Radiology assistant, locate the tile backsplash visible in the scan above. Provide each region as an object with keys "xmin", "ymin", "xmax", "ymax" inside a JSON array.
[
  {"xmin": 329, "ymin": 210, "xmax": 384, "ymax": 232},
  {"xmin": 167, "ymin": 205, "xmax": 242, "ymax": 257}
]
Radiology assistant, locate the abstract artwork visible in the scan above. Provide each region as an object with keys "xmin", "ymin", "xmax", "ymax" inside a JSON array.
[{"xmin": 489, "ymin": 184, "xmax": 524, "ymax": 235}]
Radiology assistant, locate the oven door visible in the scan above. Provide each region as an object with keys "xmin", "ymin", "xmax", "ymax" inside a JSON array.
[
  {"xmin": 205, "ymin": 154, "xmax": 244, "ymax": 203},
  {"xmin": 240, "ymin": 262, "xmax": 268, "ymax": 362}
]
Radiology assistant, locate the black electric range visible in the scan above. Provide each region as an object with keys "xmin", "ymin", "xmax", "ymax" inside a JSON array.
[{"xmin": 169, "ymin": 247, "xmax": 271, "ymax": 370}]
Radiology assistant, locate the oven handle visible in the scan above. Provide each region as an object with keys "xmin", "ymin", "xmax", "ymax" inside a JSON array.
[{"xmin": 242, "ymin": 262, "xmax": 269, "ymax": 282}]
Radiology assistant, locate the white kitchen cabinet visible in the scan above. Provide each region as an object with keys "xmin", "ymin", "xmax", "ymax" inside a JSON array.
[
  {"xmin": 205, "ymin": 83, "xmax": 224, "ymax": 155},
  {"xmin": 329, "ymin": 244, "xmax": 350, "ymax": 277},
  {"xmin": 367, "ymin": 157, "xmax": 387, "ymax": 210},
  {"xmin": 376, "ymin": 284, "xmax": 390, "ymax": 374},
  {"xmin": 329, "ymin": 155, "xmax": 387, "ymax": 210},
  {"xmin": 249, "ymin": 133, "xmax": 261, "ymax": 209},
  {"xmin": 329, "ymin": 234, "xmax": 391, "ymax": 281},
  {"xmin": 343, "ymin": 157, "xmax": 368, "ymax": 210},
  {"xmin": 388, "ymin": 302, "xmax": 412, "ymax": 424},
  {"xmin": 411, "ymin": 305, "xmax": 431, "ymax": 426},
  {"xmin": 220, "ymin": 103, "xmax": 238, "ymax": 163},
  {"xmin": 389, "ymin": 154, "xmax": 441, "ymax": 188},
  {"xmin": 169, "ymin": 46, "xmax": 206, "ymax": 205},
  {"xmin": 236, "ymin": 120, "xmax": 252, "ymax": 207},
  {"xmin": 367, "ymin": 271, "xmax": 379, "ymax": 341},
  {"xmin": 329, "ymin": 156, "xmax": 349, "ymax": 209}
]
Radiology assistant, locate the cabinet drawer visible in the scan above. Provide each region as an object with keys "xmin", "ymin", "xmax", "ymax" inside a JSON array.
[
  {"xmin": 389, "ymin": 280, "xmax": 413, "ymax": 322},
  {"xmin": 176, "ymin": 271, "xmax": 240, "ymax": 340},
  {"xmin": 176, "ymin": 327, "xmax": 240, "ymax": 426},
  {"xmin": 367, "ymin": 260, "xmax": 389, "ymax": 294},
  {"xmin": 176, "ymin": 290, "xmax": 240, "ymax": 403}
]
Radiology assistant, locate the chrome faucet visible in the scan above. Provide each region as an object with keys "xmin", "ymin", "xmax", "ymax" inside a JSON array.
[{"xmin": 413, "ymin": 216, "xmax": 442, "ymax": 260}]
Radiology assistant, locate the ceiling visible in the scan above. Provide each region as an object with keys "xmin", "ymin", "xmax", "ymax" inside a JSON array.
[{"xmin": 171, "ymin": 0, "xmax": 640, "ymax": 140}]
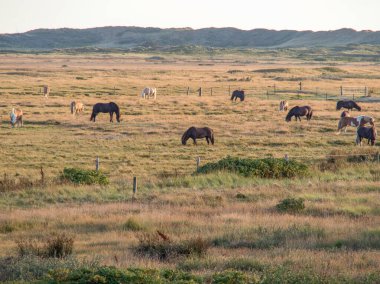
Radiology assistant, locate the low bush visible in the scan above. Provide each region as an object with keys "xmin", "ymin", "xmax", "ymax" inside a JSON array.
[
  {"xmin": 61, "ymin": 168, "xmax": 109, "ymax": 185},
  {"xmin": 16, "ymin": 233, "xmax": 74, "ymax": 258},
  {"xmin": 198, "ymin": 157, "xmax": 307, "ymax": 178},
  {"xmin": 276, "ymin": 197, "xmax": 305, "ymax": 213},
  {"xmin": 135, "ymin": 231, "xmax": 210, "ymax": 260}
]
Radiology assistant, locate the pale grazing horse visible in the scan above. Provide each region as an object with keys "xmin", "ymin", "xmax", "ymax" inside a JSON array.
[
  {"xmin": 11, "ymin": 108, "xmax": 24, "ymax": 127},
  {"xmin": 141, "ymin": 87, "xmax": 157, "ymax": 99},
  {"xmin": 337, "ymin": 115, "xmax": 375, "ymax": 134},
  {"xmin": 70, "ymin": 101, "xmax": 84, "ymax": 116},
  {"xmin": 279, "ymin": 101, "xmax": 289, "ymax": 111}
]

**Aim of the exercise**.
Return verbatim every line from the one containing "Radiology assistant, locate the ceiling" through the end of the records, both ends included, and omit the pictures from your answer.

**Problem solution**.
Radiology assistant, locate the ceiling visible in the scan above. Provide each region as an object with keys "xmin", "ymin", "xmax", "ymax" inside a JSON array.
[{"xmin": 171, "ymin": 0, "xmax": 640, "ymax": 140}]
Radiology assistant, locate the low bush visible in the scan above. Provide each region as an object with keys "xmin", "ymin", "xmax", "ymax" inside a JSON array.
[
  {"xmin": 61, "ymin": 168, "xmax": 109, "ymax": 185},
  {"xmin": 16, "ymin": 233, "xmax": 74, "ymax": 258},
  {"xmin": 198, "ymin": 157, "xmax": 307, "ymax": 178},
  {"xmin": 276, "ymin": 197, "xmax": 305, "ymax": 213},
  {"xmin": 135, "ymin": 231, "xmax": 210, "ymax": 260}
]
Radiology assistant, locate the pale grazing horse visible in the scan above. Provide each region as an object with keys "xmin", "ymin", "xmax", "ymax" inside a JSON array.
[
  {"xmin": 11, "ymin": 108, "xmax": 24, "ymax": 127},
  {"xmin": 141, "ymin": 87, "xmax": 157, "ymax": 99},
  {"xmin": 337, "ymin": 115, "xmax": 375, "ymax": 134},
  {"xmin": 70, "ymin": 101, "xmax": 84, "ymax": 116},
  {"xmin": 279, "ymin": 101, "xmax": 289, "ymax": 111}
]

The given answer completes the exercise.